# [Task inputs]
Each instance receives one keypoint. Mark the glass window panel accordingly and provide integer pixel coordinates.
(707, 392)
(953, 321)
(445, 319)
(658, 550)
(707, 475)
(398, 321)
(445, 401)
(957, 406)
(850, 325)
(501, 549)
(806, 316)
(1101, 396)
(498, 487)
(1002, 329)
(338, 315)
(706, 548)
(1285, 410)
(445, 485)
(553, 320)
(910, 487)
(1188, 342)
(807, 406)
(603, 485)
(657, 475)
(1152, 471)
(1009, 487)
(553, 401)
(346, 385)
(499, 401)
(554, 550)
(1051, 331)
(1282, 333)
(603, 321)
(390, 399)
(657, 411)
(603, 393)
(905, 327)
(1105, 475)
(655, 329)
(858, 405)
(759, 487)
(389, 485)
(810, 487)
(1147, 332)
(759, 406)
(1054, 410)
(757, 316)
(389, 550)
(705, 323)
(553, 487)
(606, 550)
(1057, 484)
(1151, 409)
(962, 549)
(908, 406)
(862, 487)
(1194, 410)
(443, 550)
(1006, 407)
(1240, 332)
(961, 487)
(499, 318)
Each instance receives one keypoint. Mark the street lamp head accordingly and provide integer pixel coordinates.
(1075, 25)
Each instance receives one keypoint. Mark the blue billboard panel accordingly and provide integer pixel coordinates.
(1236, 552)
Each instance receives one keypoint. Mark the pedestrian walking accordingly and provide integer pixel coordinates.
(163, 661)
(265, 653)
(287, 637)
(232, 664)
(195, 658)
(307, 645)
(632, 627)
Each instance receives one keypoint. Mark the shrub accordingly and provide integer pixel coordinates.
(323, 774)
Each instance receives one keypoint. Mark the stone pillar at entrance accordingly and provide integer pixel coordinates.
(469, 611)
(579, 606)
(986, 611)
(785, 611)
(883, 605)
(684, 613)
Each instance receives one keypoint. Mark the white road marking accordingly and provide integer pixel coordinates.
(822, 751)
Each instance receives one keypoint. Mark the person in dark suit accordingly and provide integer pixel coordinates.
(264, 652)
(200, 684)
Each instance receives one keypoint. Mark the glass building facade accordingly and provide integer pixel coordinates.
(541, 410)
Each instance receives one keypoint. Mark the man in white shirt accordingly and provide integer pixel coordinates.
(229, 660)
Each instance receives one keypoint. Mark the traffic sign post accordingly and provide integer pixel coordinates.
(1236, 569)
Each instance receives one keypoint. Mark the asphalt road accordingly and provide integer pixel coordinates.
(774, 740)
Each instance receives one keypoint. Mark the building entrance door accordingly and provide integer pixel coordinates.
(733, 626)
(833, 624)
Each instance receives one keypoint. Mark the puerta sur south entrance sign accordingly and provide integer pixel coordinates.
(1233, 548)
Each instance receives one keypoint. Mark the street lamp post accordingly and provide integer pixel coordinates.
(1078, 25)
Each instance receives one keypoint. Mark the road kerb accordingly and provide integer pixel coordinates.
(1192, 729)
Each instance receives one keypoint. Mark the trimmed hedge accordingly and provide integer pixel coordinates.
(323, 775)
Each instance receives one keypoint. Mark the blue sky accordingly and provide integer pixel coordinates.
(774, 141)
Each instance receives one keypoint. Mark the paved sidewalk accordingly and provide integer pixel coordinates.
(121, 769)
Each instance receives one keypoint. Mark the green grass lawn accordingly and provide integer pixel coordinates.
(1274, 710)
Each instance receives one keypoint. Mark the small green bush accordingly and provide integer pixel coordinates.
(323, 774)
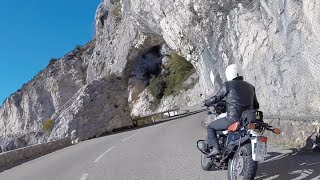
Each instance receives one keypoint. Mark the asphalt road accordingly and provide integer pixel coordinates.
(162, 151)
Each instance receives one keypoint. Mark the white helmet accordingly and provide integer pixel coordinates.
(232, 72)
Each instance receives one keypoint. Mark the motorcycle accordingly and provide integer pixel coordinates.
(242, 144)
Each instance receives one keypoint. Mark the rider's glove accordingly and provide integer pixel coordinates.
(206, 103)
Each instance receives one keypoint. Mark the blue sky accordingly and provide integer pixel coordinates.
(33, 31)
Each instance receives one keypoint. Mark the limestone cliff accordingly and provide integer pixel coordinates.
(275, 42)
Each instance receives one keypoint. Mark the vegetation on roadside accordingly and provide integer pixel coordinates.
(48, 125)
(166, 84)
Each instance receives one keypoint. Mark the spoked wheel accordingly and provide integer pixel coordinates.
(206, 163)
(242, 166)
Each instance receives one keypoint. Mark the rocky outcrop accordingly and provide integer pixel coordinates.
(97, 108)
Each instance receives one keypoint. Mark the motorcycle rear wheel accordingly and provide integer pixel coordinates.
(242, 166)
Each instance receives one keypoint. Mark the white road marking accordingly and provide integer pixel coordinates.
(130, 136)
(104, 154)
(84, 177)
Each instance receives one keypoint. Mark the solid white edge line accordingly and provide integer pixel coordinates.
(84, 177)
(130, 136)
(104, 154)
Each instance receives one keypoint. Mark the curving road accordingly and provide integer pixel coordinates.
(162, 151)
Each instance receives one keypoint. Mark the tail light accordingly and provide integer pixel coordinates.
(262, 139)
(276, 131)
(252, 126)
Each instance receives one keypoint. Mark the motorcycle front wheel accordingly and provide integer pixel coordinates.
(242, 166)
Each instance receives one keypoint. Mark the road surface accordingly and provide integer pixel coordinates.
(164, 151)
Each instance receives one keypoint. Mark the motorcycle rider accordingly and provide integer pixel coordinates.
(239, 96)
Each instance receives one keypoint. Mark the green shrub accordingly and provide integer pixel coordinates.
(157, 86)
(116, 10)
(48, 125)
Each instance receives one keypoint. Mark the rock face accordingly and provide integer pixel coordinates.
(89, 93)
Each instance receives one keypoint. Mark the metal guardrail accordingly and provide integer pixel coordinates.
(164, 116)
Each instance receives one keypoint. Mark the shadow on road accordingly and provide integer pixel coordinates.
(293, 165)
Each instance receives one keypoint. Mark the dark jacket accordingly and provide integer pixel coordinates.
(238, 94)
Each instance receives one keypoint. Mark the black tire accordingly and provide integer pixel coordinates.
(249, 166)
(206, 163)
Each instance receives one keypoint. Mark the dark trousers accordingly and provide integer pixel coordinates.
(218, 125)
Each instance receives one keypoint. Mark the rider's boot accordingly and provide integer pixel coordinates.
(214, 150)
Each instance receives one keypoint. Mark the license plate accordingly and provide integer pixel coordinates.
(260, 149)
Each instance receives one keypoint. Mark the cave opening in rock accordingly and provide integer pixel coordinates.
(162, 71)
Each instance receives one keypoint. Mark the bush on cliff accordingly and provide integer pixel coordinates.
(48, 125)
(164, 85)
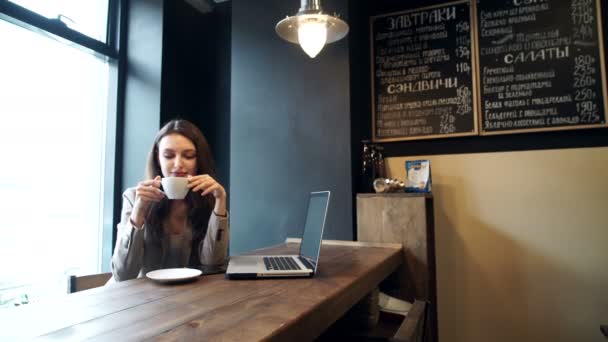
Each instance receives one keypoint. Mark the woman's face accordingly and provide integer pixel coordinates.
(177, 156)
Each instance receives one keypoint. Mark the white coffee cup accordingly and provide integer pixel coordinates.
(175, 187)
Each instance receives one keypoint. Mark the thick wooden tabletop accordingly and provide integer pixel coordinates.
(212, 307)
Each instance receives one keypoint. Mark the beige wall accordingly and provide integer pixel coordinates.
(522, 244)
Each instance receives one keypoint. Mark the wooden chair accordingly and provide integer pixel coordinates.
(413, 326)
(81, 283)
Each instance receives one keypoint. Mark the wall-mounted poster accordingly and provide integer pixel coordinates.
(423, 76)
(541, 65)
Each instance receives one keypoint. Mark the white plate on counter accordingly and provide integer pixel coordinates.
(168, 275)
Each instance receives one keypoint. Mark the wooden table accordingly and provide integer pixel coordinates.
(212, 307)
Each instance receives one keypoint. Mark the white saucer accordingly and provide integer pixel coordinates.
(173, 274)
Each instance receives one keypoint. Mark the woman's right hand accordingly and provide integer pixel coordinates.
(146, 193)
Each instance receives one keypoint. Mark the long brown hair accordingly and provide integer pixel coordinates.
(200, 207)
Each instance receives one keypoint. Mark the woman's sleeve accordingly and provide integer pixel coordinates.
(129, 251)
(213, 249)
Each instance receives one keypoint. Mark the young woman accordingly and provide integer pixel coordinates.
(155, 232)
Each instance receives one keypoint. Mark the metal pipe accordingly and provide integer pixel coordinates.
(310, 5)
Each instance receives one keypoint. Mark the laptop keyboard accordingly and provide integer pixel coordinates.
(280, 263)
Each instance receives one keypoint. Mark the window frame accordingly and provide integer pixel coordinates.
(113, 51)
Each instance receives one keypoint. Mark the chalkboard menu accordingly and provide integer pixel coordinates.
(422, 73)
(541, 65)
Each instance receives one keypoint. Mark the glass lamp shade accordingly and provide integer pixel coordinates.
(312, 30)
(312, 34)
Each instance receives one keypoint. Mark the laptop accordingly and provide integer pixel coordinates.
(302, 265)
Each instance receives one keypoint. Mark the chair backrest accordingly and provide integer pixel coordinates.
(413, 326)
(81, 283)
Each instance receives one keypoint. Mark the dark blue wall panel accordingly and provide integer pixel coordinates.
(290, 128)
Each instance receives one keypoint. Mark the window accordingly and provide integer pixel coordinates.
(87, 17)
(57, 111)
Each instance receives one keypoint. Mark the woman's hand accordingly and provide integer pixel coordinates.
(207, 185)
(146, 193)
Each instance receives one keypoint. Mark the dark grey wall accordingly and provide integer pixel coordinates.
(143, 86)
(196, 74)
(290, 128)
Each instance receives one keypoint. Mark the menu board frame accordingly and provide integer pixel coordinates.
(602, 66)
(473, 74)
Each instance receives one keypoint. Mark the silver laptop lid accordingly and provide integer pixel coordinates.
(313, 227)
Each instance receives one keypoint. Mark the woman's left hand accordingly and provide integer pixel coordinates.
(207, 185)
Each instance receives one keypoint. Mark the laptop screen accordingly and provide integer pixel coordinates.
(313, 228)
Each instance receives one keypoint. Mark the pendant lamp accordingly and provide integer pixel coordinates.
(311, 28)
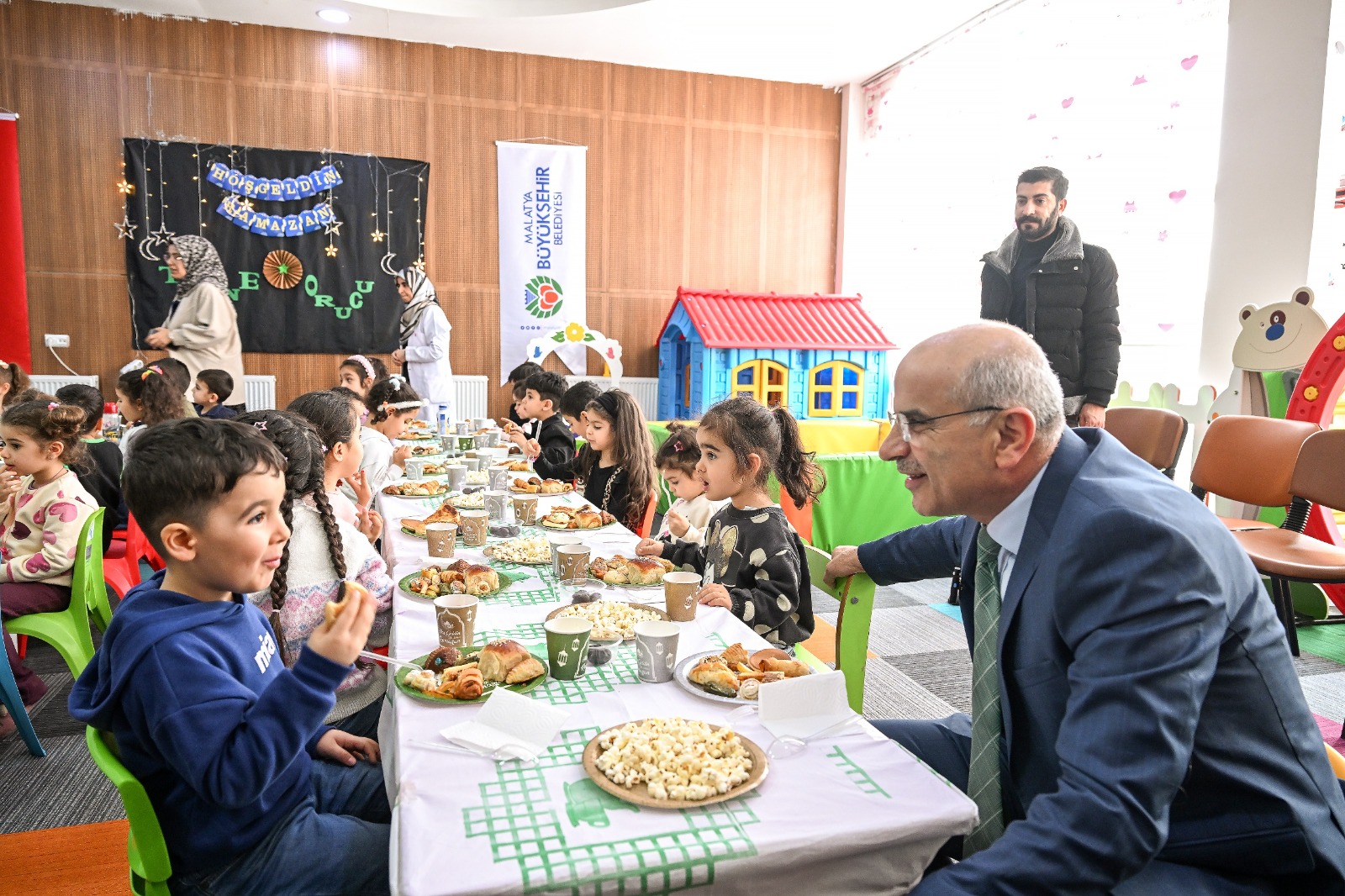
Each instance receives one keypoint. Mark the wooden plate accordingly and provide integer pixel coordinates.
(641, 793)
(486, 692)
(656, 609)
(506, 580)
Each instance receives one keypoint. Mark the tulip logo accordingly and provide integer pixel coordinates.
(544, 298)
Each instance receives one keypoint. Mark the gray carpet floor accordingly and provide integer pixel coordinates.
(921, 672)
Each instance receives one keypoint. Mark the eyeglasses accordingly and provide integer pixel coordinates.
(918, 425)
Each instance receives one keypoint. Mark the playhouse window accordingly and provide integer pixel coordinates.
(834, 389)
(766, 381)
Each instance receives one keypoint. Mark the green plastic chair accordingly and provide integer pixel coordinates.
(145, 848)
(67, 630)
(856, 595)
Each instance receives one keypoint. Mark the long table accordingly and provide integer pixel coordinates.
(851, 814)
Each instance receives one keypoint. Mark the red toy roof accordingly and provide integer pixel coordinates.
(770, 320)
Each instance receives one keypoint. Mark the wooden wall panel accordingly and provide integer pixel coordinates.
(693, 179)
(187, 46)
(177, 107)
(645, 208)
(724, 212)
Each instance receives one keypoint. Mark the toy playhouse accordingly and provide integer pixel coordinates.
(822, 356)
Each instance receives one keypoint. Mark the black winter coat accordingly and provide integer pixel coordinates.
(1071, 309)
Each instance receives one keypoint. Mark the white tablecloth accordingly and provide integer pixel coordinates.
(849, 814)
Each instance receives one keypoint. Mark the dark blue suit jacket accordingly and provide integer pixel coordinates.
(1150, 703)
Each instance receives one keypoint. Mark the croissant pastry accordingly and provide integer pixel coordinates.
(468, 685)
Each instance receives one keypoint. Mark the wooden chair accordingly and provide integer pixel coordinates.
(1286, 555)
(1156, 435)
(1248, 459)
(852, 649)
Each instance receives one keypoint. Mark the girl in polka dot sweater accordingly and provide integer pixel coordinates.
(752, 560)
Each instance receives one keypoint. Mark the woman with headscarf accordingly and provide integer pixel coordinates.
(424, 343)
(202, 326)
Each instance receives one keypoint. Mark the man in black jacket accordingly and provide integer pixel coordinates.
(1046, 280)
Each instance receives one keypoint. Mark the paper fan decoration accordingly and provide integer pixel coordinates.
(282, 269)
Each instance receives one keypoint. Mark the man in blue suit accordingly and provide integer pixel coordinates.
(1137, 724)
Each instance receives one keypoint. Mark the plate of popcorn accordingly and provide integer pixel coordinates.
(674, 763)
(612, 619)
(733, 676)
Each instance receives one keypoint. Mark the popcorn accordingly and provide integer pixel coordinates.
(678, 759)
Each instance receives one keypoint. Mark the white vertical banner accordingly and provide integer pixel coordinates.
(544, 286)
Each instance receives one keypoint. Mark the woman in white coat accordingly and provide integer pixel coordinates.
(424, 350)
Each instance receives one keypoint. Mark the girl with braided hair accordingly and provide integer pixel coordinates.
(322, 553)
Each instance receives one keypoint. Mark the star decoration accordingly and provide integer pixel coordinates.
(163, 235)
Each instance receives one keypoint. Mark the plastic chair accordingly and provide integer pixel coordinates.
(1248, 459)
(1156, 435)
(856, 595)
(145, 848)
(1286, 555)
(67, 630)
(13, 703)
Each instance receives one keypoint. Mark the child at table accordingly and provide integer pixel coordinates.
(553, 448)
(320, 555)
(42, 512)
(205, 714)
(360, 373)
(145, 397)
(752, 560)
(101, 474)
(338, 428)
(677, 461)
(392, 405)
(213, 387)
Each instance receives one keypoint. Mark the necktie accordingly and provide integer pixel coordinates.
(988, 730)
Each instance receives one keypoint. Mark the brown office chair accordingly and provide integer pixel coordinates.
(1250, 459)
(1156, 435)
(1286, 555)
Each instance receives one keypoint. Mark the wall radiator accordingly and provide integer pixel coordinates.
(259, 393)
(49, 383)
(646, 390)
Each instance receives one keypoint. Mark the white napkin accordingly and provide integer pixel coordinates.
(511, 724)
(806, 705)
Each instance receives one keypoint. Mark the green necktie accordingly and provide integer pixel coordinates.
(988, 730)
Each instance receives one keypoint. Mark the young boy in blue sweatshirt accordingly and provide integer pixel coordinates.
(205, 714)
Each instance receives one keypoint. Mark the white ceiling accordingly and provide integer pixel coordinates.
(825, 42)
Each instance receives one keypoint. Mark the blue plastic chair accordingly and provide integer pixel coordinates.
(10, 696)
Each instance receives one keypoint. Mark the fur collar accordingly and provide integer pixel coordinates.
(1068, 246)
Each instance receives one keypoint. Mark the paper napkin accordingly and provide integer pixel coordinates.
(806, 705)
(510, 724)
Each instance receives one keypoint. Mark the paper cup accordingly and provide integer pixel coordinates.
(456, 477)
(475, 528)
(572, 561)
(456, 618)
(567, 646)
(556, 541)
(656, 650)
(525, 509)
(441, 539)
(495, 503)
(679, 595)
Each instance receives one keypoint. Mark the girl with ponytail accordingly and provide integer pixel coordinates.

# [Task details]
All lines from the one that contains "Each instance receives one keypoint. Mark the paper cup" through the end of the listing above should be copied exactly, with nothing else.

# [Written solution]
Each instance receives one keypoint. Mark the paper cup accordingly and provide integer pixel coordinates.
(456, 477)
(475, 528)
(572, 561)
(456, 618)
(567, 646)
(556, 541)
(656, 650)
(525, 509)
(441, 539)
(495, 503)
(679, 595)
Each instance receives one keypoint. Mark the girl with ponytail accordingly and provide integer pixel coordinates.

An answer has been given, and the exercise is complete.